DATASET EXCERPTS:
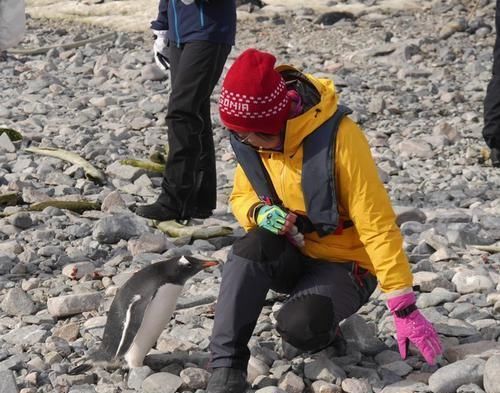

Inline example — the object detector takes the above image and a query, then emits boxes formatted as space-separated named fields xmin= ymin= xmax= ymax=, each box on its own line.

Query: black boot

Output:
xmin=135 ymin=199 xmax=182 ymax=221
xmin=135 ymin=201 xmax=213 ymax=221
xmin=330 ymin=327 xmax=347 ymax=357
xmin=206 ymin=368 xmax=248 ymax=393
xmin=191 ymin=208 xmax=213 ymax=219
xmin=492 ymin=148 xmax=500 ymax=168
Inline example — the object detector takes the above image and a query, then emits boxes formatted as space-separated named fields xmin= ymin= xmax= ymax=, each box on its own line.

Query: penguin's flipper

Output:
xmin=99 ymin=280 xmax=157 ymax=360
xmin=115 ymin=293 xmax=154 ymax=358
xmin=123 ymin=283 xmax=184 ymax=368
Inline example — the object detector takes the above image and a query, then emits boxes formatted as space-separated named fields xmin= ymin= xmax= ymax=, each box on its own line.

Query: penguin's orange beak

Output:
xmin=202 ymin=260 xmax=218 ymax=269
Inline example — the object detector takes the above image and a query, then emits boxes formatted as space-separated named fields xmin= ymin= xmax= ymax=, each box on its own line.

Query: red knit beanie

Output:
xmin=219 ymin=48 xmax=290 ymax=135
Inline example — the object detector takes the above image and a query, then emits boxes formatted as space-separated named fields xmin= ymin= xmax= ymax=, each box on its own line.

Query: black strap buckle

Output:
xmin=394 ymin=303 xmax=417 ymax=318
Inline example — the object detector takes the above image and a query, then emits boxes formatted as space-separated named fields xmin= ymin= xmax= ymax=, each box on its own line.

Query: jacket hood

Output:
xmin=276 ymin=65 xmax=339 ymax=154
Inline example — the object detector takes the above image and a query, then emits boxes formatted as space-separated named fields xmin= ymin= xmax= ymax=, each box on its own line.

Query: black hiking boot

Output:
xmin=330 ymin=327 xmax=347 ymax=357
xmin=492 ymin=148 xmax=500 ymax=168
xmin=206 ymin=367 xmax=248 ymax=393
xmin=135 ymin=195 xmax=213 ymax=221
xmin=135 ymin=199 xmax=182 ymax=221
xmin=191 ymin=208 xmax=213 ymax=219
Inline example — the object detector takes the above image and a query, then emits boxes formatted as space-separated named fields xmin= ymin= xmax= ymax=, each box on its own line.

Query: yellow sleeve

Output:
xmin=336 ymin=117 xmax=413 ymax=293
xmin=229 ymin=164 xmax=261 ymax=232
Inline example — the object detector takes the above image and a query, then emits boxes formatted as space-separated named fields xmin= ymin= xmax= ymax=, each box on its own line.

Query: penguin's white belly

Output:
xmin=124 ymin=283 xmax=183 ymax=368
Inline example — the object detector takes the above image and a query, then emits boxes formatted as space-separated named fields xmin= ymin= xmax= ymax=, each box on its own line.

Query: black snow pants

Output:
xmin=161 ymin=40 xmax=231 ymax=217
xmin=209 ymin=228 xmax=378 ymax=370
xmin=483 ymin=0 xmax=500 ymax=150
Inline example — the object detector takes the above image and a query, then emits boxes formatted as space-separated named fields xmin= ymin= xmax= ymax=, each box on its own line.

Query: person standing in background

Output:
xmin=136 ymin=0 xmax=237 ymax=220
xmin=483 ymin=0 xmax=500 ymax=167
xmin=0 ymin=0 xmax=26 ymax=54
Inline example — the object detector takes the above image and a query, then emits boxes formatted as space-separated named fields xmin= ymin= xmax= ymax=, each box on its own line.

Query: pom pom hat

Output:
xmin=219 ymin=48 xmax=291 ymax=135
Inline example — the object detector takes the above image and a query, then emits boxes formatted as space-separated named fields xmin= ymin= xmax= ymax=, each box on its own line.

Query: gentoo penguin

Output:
xmin=96 ymin=255 xmax=218 ymax=368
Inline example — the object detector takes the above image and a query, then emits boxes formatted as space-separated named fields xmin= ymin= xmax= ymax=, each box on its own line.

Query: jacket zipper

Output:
xmin=171 ymin=0 xmax=181 ymax=47
xmin=199 ymin=1 xmax=205 ymax=28
xmin=280 ymin=154 xmax=287 ymax=206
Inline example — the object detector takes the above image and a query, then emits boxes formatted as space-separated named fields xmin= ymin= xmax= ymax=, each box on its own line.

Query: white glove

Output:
xmin=285 ymin=225 xmax=305 ymax=248
xmin=152 ymin=29 xmax=170 ymax=72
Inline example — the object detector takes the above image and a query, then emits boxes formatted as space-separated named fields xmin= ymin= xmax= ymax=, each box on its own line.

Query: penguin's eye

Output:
xmin=178 ymin=256 xmax=193 ymax=269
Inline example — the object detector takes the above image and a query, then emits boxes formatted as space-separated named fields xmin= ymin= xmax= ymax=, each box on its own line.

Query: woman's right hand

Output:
xmin=256 ymin=205 xmax=296 ymax=235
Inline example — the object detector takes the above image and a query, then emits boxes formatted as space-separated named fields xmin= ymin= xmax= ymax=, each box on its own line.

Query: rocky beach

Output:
xmin=1 ymin=0 xmax=500 ymax=392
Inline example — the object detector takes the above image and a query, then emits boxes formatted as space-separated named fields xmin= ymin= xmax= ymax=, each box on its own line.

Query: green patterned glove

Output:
xmin=256 ymin=205 xmax=290 ymax=234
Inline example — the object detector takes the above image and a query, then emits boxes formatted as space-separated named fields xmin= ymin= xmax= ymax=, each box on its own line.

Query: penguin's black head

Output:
xmin=170 ymin=255 xmax=218 ymax=284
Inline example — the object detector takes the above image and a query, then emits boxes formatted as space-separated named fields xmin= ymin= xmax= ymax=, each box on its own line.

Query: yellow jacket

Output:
xmin=229 ymin=65 xmax=413 ymax=294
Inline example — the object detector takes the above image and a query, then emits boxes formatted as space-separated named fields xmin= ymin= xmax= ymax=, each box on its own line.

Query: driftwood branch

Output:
xmin=120 ymin=159 xmax=165 ymax=173
xmin=29 ymin=200 xmax=101 ymax=214
xmin=0 ymin=193 xmax=21 ymax=206
xmin=25 ymin=146 xmax=106 ymax=184
xmin=469 ymin=244 xmax=500 ymax=253
xmin=8 ymin=32 xmax=116 ymax=56
xmin=156 ymin=220 xmax=233 ymax=239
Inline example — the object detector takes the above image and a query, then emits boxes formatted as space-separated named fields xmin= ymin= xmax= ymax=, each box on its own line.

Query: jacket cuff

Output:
xmin=248 ymin=202 xmax=264 ymax=224
xmin=152 ymin=29 xmax=168 ymax=37
xmin=380 ymin=287 xmax=413 ymax=300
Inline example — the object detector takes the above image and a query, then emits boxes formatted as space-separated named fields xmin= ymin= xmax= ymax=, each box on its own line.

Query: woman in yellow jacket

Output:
xmin=207 ymin=49 xmax=442 ymax=393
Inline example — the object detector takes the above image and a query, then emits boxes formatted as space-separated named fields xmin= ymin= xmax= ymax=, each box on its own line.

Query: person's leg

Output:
xmin=192 ymin=44 xmax=231 ymax=216
xmin=137 ymin=41 xmax=230 ymax=220
xmin=483 ymin=0 xmax=500 ymax=166
xmin=191 ymin=98 xmax=217 ymax=217
xmin=168 ymin=40 xmax=182 ymax=86
xmin=275 ymin=260 xmax=377 ymax=354
xmin=209 ymin=228 xmax=305 ymax=370
xmin=163 ymin=41 xmax=232 ymax=218
xmin=207 ymin=229 xmax=305 ymax=393
xmin=494 ymin=0 xmax=500 ymax=76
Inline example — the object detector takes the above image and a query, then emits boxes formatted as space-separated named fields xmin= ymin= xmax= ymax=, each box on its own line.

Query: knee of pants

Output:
xmin=232 ymin=227 xmax=291 ymax=264
xmin=276 ymin=294 xmax=336 ymax=352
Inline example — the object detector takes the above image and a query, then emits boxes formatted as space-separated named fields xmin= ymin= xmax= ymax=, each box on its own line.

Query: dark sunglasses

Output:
xmin=230 ymin=131 xmax=278 ymax=146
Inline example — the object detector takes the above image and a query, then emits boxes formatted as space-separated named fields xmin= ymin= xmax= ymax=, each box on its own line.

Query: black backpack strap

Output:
xmin=230 ymin=105 xmax=353 ymax=237
xmin=302 ymin=105 xmax=353 ymax=237
xmin=230 ymin=133 xmax=282 ymax=205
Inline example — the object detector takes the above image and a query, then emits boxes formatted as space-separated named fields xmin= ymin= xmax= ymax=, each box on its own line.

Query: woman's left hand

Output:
xmin=387 ymin=292 xmax=443 ymax=365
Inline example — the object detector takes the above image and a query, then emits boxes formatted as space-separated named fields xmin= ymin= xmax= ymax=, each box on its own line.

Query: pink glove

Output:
xmin=387 ymin=292 xmax=443 ymax=365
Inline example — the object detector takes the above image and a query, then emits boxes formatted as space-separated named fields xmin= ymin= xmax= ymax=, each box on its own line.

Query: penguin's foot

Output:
xmin=80 ymin=347 xmax=123 ymax=371
xmin=206 ymin=367 xmax=249 ymax=393
xmin=67 ymin=357 xmax=123 ymax=375
xmin=124 ymin=356 xmax=144 ymax=369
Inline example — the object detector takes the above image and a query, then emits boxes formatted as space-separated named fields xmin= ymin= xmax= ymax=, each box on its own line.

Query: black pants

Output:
xmin=161 ymin=41 xmax=231 ymax=217
xmin=483 ymin=0 xmax=500 ymax=149
xmin=209 ymin=228 xmax=378 ymax=370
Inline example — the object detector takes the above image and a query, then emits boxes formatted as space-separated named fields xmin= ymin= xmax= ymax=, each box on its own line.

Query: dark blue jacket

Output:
xmin=151 ymin=0 xmax=236 ymax=46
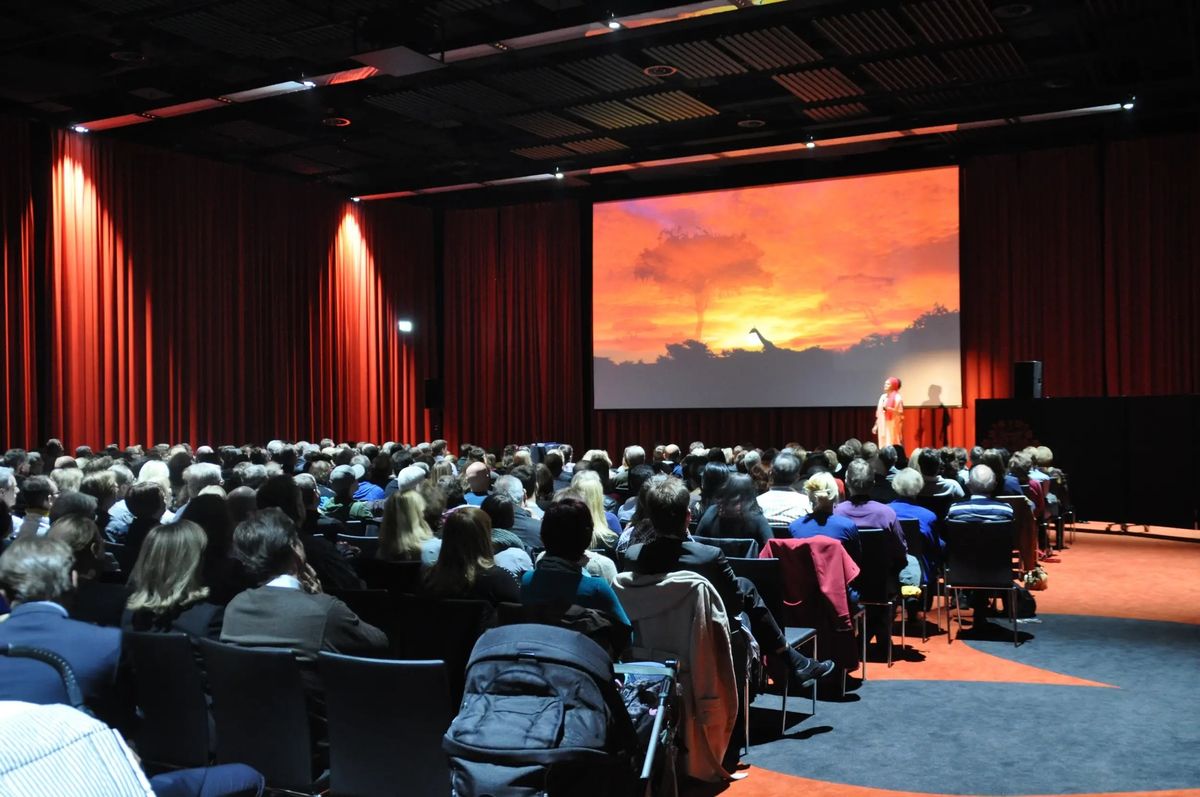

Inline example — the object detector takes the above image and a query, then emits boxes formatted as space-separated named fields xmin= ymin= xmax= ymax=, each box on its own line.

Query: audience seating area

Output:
xmin=0 ymin=437 xmax=1077 ymax=796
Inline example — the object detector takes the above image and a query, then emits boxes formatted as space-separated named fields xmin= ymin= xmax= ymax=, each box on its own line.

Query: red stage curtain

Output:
xmin=0 ymin=117 xmax=38 ymax=449
xmin=47 ymin=130 xmax=433 ymax=449
xmin=442 ymin=202 xmax=583 ymax=450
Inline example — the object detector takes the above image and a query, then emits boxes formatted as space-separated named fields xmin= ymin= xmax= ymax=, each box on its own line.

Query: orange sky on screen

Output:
xmin=593 ymin=167 xmax=959 ymax=363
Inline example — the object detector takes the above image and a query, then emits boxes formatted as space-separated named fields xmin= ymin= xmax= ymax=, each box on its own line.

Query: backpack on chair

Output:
xmin=443 ymin=624 xmax=639 ymax=797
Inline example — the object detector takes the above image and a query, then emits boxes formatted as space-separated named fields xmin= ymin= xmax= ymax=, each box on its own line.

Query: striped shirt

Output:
xmin=946 ymin=495 xmax=1015 ymax=523
xmin=0 ymin=701 xmax=153 ymax=796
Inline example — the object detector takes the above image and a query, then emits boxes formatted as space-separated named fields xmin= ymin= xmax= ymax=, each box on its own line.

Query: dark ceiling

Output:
xmin=2 ymin=0 xmax=1198 ymax=201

EXERCISE AIM: Look for the word "woman" in the listing above, and copy every line where you find it.

ANSWER BOX:
Query: woman's right hand
Query: woman in yellow jacket
Query: woman's left hand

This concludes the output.